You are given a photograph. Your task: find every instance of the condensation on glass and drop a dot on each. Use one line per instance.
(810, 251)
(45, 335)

--

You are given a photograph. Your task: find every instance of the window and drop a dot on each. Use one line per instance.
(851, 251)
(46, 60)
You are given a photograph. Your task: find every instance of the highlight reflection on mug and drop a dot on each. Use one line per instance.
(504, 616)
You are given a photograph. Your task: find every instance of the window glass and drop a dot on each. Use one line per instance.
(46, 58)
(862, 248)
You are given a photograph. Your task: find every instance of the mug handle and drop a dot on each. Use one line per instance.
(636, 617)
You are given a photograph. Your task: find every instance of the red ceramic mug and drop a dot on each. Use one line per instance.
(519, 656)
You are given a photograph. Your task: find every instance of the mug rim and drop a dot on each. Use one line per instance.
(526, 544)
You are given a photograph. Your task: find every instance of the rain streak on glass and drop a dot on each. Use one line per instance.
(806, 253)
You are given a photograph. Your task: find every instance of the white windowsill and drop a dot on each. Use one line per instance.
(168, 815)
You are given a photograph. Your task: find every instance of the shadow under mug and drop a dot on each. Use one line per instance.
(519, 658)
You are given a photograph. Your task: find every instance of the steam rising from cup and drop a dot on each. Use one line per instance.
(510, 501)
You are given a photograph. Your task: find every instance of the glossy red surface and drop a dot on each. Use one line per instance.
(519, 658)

**Aim**:
Pick out every line in the rows above that contains the string "find", and copy each such line. Case counts when matching.

**Written answer**:
You are given a photograph. Your task: find every instance of the condensation on glass and drop a dot on each. Use one line per instance.
You are given a photograph. Your task: find every instance of the window and drop a dot on each. Use one line per instance.
You are given a photograph. Your task: find every instance of the highlight reflection on mug and drop a dot on each. Use one line per instance.
You are given a photograph. Your task: find every instance of the window glass and drop a dot on each. Use one line per instance.
You are given a photograph. Your task: find every instance of the mug handle and drop a dot on each. Use one line per instance.
You are given a photograph. Your task: find every instance of the red ceramic mug and drop a dot on each. Use one line per instance.
You are given a photograph. Your task: find every instance of the mug rim and drop a dot on each. Use one line per instance.
You are given a photograph. Your task: find every instance of the rain streak on glass and drop a dot on each. Use one line per instance.
You are given a photograph. Your task: find every instance of the white windowsill and drop a dot on each. Use one line per instance.
You are given a photograph. Your task: find every instance of the shadow under mug and drop a dot on each. Use one line per instance.
You are given a photograph. Your task: find every instance of the steam rising from cup and drop a dot on each. Use one line per instance.
You are given a photograph. Your task: find every instance of the glossy red surface and drop a dot on each. Use one line per instance.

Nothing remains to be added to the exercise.